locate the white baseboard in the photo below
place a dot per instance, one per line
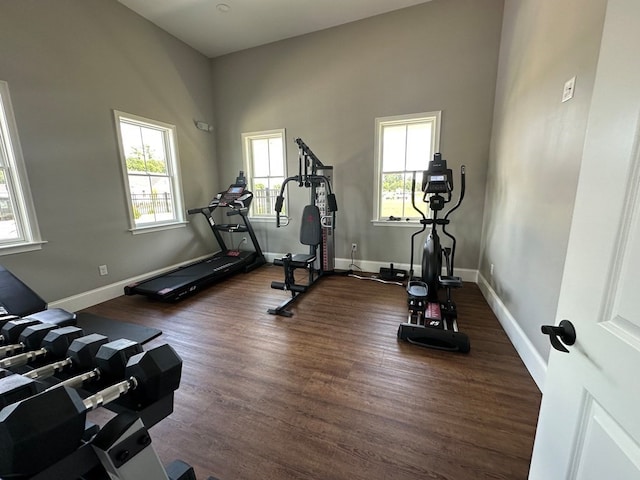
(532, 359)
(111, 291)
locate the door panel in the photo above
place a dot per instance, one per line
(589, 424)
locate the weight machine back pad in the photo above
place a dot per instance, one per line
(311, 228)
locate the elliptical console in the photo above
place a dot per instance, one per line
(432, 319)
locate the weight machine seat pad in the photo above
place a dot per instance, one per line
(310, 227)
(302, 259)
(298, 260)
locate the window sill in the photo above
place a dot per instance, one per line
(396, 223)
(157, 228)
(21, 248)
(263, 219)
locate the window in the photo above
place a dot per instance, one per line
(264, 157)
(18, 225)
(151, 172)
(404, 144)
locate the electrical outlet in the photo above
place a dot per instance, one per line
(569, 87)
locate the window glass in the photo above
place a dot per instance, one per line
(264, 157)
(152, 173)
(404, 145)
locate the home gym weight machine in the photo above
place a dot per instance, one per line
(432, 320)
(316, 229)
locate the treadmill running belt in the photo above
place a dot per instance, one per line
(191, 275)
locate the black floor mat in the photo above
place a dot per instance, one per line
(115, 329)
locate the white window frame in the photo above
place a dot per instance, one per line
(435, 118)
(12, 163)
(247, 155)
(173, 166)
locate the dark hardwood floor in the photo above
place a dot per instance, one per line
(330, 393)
============
■ Exercise requirements: Reproduce verbatim the lines from the one containing "locate the white window" up to and including the final line of the records.

■ Finished answer:
locate the white window frame in the photo above
place a dot per instance, one per line
(435, 118)
(12, 163)
(247, 155)
(173, 166)
locate the dark hardwood floor in the photo above
place a dot per instance, one per line
(330, 393)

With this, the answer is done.